>>>

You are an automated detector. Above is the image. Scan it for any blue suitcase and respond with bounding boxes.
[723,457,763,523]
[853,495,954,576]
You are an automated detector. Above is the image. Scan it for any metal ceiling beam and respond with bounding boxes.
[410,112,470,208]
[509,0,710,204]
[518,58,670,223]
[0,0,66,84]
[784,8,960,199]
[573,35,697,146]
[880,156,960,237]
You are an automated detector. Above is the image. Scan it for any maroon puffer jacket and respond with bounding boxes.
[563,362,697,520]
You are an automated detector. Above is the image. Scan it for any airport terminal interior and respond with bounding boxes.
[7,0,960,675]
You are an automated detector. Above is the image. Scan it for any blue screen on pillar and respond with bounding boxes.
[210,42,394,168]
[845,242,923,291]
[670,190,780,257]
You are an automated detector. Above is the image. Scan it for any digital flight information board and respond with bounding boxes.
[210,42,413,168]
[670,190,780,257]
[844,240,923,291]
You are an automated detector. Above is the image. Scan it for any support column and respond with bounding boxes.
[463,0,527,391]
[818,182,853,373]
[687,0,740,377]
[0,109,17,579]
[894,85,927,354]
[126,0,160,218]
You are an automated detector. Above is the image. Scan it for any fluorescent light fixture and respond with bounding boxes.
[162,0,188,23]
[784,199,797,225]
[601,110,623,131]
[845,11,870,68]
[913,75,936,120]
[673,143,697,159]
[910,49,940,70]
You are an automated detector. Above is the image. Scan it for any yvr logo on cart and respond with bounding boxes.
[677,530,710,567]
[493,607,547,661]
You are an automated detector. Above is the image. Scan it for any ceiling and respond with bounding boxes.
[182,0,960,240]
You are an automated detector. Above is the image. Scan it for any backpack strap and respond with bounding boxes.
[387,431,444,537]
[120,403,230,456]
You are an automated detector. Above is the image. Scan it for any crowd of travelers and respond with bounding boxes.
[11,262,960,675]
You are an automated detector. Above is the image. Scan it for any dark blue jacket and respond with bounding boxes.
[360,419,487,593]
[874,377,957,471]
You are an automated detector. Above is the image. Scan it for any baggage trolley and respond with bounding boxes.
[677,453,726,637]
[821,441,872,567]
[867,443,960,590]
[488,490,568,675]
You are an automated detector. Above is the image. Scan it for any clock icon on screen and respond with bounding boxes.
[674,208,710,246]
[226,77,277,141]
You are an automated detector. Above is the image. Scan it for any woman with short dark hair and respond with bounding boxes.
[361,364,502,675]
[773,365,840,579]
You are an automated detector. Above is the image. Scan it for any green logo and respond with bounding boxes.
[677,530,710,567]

<<<
>>>

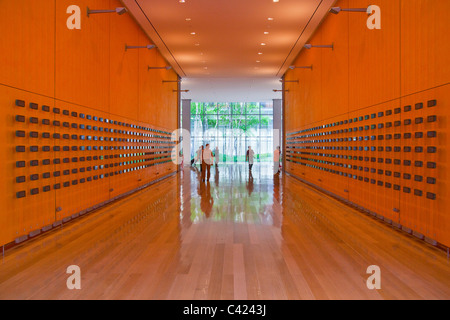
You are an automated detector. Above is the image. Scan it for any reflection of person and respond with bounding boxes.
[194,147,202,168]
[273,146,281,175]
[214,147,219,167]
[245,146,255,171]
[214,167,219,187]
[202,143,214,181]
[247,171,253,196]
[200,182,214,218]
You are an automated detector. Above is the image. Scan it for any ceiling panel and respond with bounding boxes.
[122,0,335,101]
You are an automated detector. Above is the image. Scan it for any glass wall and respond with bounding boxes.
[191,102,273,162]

<<<

[To be done]: Convert the data above into a Markdown table with the columns Row and Line, one numbered row per line, leaving out blank lines. Begin at the line that contains "person and respond with bounding boxes." and stop after the line that contains "[191,102,273,162]".

[Answer to the exercise]:
| Row | Line |
|---|---|
| 1 | You are an automated detector. Above is the image. Scan it for any reflection of person and respond with bounding boxes. |
| 2 | [194,147,202,168] |
| 3 | [273,146,281,175] |
| 4 | [214,147,219,167] |
| 5 | [245,146,255,171] |
| 6 | [214,167,219,187] |
| 7 | [202,143,214,181] |
| 8 | [247,171,253,196] |
| 9 | [200,182,214,218] |
| 10 | You are an automated detector. Above is the image. Scan it for any ceiling panel and respond with bounding boxes. |
| 11 | [122,0,335,101] |
| 12 | You are an automated detector. Above is the image. Scan it for any glass wall and respond with bounding boxes. |
| 13 | [191,102,273,162] |